And @pb4uski, yes, the IRAs would be split before inheriting to allow 25DGS to use the larger divisor.

Just brainstorming for strategies, since as noted previously these new rules would likely impact my family. (I'm 50DS in this situation, although our situation involves more people and different dollar amounts than in the example in my question.)
 
I actually prefer having access to IRAs and tax favored employer sponsored retirement plans with employer matches over having a pension. You typically have to work for the same employer for many years to be entitled to a pension, and even then there are rules about how much you get based on years of service.

+1

There's no way I'd have worked for a company that offered a pension rather than a matching 401(k) during my career years. I've always been in charge of my money and I liked it that way. Being tied to one company was just not something that interested me.

My DM specifically took a career path with a government pension (starting in the early 70's) and while it has worked out well for her, it limited were she could work.
 
It will be interesting to see by how much tIRA and t401k contribs decline if this new law takes effect. I would stop making tIRA contribs unless I could cheaply Rothify them, and I would reduce t401k contribs to no more than the level of the employer match.

I've already changed my behavior with the expectation that this law will pass. Even though this past year (tax year 2018) I hit the 32% marginal bracket, I just changed my 457(b) contribution from traditional to Roth. My traditional contributions will be limited to what is necessary to keep me in the 24% marginal (single) bracket.

+1

There's no way I'd have worked for a company that offered a pension rather than a matching 401(k) during my career years. I've always been in charge of my money and I liked it that way. Being tied to one company was just not something that interested me.

My DM specifically took a career path with a government pension (starting in the early 70's) and while it has worked out well for her, it limited were she could work.

Even better were those companies that provided BOTH.

> _Listing_:
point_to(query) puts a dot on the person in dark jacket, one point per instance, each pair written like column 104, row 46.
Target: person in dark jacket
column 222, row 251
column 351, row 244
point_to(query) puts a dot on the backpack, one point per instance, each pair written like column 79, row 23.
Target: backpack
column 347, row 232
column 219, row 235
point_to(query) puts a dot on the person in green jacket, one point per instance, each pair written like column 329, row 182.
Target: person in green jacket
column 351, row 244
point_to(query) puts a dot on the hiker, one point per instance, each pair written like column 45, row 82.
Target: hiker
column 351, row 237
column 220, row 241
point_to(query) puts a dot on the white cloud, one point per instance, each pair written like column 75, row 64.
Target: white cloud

> _What is required_:
Can you extend the forum discussion about inherited IRA rules and pensions versus 401(k) plans, picking up right after its final line?

> _Result_:
Another change in strategy given the new law. I had intended to leave some assets to charity (in additional to the DAF I've already set up). While I will still do so, I will switch those to be from traditional accounts, rather than non-tax-deferred items.
 
... Let's say you have to be with an employer for 20 years to get a pension, what happens if you get fired in year 18? You get nothing...

Actually ERISA (Federal law) requires that a private pension's vesting period can be no longer than 5 years. So if you get fired in year 18, then you still get to claim that pension when you reach retirement age.
 
Even better were those companies that provided BOTH.

{waves} I am a lucky beneficiary of this, though our company froze the pension to new entrants in 2009 and froze the benefits completely in 2012. They added a cash balance plan to replace the pension going forward, and also added a second defined contribution plan to replace the 401k match, which they had dropped to 1% (but which this year came back up to 3%).

It's going to be a lot of separate payments when the time comes! :)
 
It is possible. Your mistake seems to be thinking that the great-grandchild is inheriting an inherited IRA from their grandparents or parents... that is not the case... the great-grandchild is the beneficiary of an IRA owned by a great-grandparent who is intentionally skipping a couple generations. The skipped generations are perhaps wealthy in their own right or are inheriting other assets like taxable accounts and getting a stepped up basis or even other IRA accounts.

Yes, you are correct. I misunderstood your post. I initially thought that you were suggesting that RMDs would be recalculated (i.e. stretched further) upon death of a grandchild, who passed along an inherited IRA to a great-grandchild. Somebody misunderstood this earlier in the thread, so I guess that was what confused me.

Yes, some wealthy people whose spouse or children do not need the money or are inheriting other assets are designating grandchildren or great-grandchildren as tIRA beneficiaries. If my 89 yo mother designated her 2 yo great-grandchild as a beneficiary it would stretch that IRA... the RMD factor is 80 years for a 2 yo compared to 25 years for her 60 yo grandmother... so it stretches it an additonal 55 years!!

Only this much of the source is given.